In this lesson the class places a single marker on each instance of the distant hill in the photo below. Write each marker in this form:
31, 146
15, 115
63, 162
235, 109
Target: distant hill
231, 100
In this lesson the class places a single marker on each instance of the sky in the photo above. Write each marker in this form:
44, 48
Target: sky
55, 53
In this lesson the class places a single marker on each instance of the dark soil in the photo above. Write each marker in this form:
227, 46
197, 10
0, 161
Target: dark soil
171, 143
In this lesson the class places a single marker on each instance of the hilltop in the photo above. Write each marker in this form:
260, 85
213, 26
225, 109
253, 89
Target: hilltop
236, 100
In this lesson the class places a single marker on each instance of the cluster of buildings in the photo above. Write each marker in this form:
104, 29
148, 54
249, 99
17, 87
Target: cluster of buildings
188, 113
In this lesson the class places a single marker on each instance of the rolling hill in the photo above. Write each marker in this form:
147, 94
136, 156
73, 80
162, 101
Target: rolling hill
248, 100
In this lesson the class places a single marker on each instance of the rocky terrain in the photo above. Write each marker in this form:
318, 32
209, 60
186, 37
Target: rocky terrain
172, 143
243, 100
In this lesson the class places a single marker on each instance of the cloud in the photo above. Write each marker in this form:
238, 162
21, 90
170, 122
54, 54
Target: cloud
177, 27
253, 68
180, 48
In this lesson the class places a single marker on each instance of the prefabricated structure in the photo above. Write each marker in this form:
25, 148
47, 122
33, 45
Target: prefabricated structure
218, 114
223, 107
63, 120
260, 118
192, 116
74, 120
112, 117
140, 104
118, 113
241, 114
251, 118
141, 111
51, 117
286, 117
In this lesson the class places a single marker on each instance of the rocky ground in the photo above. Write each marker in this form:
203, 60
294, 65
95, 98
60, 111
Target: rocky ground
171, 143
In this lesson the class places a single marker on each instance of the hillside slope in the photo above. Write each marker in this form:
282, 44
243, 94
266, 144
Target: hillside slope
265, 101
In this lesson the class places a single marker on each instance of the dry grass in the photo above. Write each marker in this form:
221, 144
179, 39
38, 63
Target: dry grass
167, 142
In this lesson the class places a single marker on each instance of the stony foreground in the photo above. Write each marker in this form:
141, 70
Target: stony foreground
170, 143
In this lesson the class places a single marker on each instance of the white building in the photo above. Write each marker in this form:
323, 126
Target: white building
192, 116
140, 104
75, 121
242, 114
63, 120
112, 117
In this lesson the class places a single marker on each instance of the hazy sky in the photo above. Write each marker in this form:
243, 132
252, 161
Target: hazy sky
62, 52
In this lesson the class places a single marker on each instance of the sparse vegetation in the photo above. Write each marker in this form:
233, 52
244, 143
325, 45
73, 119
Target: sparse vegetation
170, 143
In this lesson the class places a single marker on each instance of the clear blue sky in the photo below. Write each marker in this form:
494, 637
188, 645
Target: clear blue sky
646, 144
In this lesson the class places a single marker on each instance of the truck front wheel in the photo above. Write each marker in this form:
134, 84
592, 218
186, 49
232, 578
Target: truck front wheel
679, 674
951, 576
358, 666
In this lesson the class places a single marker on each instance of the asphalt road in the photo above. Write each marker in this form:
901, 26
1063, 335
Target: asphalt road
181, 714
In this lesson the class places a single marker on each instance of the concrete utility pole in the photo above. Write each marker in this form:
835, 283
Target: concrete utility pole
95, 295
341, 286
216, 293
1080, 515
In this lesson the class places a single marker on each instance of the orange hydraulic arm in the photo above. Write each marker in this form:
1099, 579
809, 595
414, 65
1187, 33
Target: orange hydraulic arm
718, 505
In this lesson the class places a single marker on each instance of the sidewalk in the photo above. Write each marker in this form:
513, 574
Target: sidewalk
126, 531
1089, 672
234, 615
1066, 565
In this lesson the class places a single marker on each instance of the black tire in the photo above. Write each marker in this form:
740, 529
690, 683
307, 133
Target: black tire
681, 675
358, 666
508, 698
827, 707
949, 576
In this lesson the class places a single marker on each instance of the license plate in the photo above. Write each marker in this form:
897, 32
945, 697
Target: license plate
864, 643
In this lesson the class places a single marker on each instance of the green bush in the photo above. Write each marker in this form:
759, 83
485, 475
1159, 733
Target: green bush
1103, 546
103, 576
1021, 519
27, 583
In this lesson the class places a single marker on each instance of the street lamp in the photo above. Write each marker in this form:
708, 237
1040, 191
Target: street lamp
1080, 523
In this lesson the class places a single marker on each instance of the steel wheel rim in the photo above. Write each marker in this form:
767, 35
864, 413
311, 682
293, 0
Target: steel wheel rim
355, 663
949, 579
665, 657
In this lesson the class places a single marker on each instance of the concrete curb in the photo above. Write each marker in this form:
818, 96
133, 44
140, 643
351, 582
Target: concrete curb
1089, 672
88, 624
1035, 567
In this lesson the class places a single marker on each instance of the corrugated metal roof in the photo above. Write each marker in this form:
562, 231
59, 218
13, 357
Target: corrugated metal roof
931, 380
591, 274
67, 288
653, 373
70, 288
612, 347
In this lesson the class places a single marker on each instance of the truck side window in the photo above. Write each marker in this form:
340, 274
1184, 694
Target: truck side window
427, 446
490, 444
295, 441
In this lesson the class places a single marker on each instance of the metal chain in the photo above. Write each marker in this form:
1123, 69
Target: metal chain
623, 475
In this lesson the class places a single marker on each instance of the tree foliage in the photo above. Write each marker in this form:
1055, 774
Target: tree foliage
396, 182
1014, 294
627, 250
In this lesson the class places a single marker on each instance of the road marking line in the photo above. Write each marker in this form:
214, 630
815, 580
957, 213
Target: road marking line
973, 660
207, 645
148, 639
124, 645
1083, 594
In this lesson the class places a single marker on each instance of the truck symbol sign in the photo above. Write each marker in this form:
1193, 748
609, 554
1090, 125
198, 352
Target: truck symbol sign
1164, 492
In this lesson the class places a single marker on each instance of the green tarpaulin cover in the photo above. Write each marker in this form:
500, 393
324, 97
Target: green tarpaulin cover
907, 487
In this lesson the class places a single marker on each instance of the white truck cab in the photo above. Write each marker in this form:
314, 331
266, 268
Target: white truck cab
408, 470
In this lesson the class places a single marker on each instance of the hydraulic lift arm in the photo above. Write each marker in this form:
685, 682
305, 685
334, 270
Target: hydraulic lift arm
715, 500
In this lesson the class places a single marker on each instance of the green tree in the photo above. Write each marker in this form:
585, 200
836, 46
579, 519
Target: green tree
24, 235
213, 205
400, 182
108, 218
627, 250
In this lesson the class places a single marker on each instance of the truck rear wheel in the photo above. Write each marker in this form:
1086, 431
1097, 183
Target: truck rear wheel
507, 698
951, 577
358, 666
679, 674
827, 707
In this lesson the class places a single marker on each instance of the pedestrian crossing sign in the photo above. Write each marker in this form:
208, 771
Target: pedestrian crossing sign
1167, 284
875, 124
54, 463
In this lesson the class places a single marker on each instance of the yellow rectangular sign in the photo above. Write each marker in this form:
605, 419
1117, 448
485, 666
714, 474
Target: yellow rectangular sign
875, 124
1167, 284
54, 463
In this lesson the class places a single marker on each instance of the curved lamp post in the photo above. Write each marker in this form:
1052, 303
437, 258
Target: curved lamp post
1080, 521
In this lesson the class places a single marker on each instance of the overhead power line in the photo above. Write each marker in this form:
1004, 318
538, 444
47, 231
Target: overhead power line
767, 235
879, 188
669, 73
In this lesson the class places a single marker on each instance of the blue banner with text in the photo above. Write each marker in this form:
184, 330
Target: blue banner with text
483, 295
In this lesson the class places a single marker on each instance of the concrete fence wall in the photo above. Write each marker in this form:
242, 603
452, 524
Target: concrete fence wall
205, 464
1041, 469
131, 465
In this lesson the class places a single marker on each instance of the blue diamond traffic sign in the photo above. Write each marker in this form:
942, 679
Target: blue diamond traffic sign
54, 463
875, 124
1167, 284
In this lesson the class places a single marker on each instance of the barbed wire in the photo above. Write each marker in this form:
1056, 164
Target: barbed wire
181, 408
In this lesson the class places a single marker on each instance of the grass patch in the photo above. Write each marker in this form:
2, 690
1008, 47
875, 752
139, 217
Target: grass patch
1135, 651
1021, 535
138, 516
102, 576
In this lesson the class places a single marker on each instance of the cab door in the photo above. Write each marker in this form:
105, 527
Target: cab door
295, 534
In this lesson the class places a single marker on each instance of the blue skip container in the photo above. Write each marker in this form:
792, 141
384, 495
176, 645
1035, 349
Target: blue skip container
__________
Problem: Could you tally how many lines of the material above include the word "skip" and reply with only that count?

Output of the task: 2